What to work on ::
Repeat each line of the material below exactly as it appears, minus any pictures.

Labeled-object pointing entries
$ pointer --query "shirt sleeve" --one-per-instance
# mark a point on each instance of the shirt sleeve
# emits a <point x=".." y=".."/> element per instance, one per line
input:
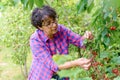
<point x="74" y="38"/>
<point x="41" y="53"/>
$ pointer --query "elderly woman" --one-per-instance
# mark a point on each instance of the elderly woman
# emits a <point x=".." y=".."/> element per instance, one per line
<point x="49" y="39"/>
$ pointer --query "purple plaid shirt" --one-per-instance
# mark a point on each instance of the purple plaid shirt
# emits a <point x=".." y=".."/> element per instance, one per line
<point x="43" y="49"/>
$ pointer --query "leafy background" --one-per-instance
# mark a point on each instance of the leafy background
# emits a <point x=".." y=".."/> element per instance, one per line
<point x="98" y="16"/>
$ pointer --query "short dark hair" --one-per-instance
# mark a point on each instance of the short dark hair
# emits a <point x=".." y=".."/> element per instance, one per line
<point x="39" y="13"/>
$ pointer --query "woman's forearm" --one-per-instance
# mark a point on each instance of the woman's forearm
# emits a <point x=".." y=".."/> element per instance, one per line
<point x="67" y="65"/>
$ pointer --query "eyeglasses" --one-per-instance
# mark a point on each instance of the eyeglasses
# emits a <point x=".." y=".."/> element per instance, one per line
<point x="50" y="23"/>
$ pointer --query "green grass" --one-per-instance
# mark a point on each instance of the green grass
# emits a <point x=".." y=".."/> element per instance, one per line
<point x="9" y="70"/>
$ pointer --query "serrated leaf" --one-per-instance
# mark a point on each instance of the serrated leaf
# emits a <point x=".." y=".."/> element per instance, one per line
<point x="117" y="78"/>
<point x="31" y="3"/>
<point x="39" y="3"/>
<point x="116" y="60"/>
<point x="104" y="54"/>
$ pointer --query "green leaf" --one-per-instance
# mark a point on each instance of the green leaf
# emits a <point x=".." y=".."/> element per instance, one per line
<point x="31" y="3"/>
<point x="117" y="78"/>
<point x="116" y="60"/>
<point x="85" y="78"/>
<point x="39" y="3"/>
<point x="104" y="54"/>
<point x="106" y="41"/>
<point x="114" y="15"/>
<point x="81" y="6"/>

Final result ::
$ pointer --query "shirt sleeve" --one-per-instance
# mark a point on each instance of the shirt sleeve
# emits a <point x=".." y=".."/> element per instance, one per line
input:
<point x="74" y="38"/>
<point x="41" y="53"/>
$ pointer --query "elderly woman" --one-per-instance
# mark a point on each instance of the elderly woman
# emits a <point x=".." y=".."/> element per instance, one per line
<point x="49" y="39"/>
$ pointer --query "purple plaid shirt" --one-per-instance
# mark a point on each instance of the purple plaid shirt
# emits a <point x=".." y=".."/> element per instance, one per line
<point x="43" y="49"/>
$ pointer --query "leafy background" --one-per-instance
# mark a point on each instance of the leafy background
# emits a <point x=".." y=".."/> element per instance, one per line
<point x="98" y="16"/>
$ pointer --query "short dark hair" --one-per-instance
# mark a point on each instance of the short dark hair
# emits a <point x=".." y=".."/> element per instance, one per line
<point x="39" y="13"/>
$ pointer --query "woman's forearm" --one-per-instance
# mark a point on each instance of the woman's forearm
# emits a <point x=".." y=".."/> element per instance, one per line
<point x="67" y="65"/>
$ pointer --query "eyeglasses" --one-per-instance
# mark a point on each instance of the eyeglasses
# emits a <point x=".." y=".."/> element per instance, one per line
<point x="50" y="23"/>
$ pointer --query "green grass" --one-per-instance
# mark a point on each instance of the green grass
# emits a <point x=".." y=".."/> element per instance, one per line
<point x="9" y="70"/>
$ pointer --query "serrated leaf" --one-per-instance
# mark a point on each instance of the serrated leaf
# emits a <point x=".." y=".."/> element per instance, one per line
<point x="117" y="78"/>
<point x="31" y="3"/>
<point x="39" y="3"/>
<point x="116" y="60"/>
<point x="104" y="54"/>
$ pointer --query "green leaf" --one-per-instance
# mark a point on each instance of the green leaf
# emits a <point x=".." y=".."/> element per instance, one per line
<point x="31" y="3"/>
<point x="117" y="78"/>
<point x="116" y="60"/>
<point x="85" y="78"/>
<point x="39" y="3"/>
<point x="104" y="54"/>
<point x="106" y="41"/>
<point x="114" y="15"/>
<point x="81" y="6"/>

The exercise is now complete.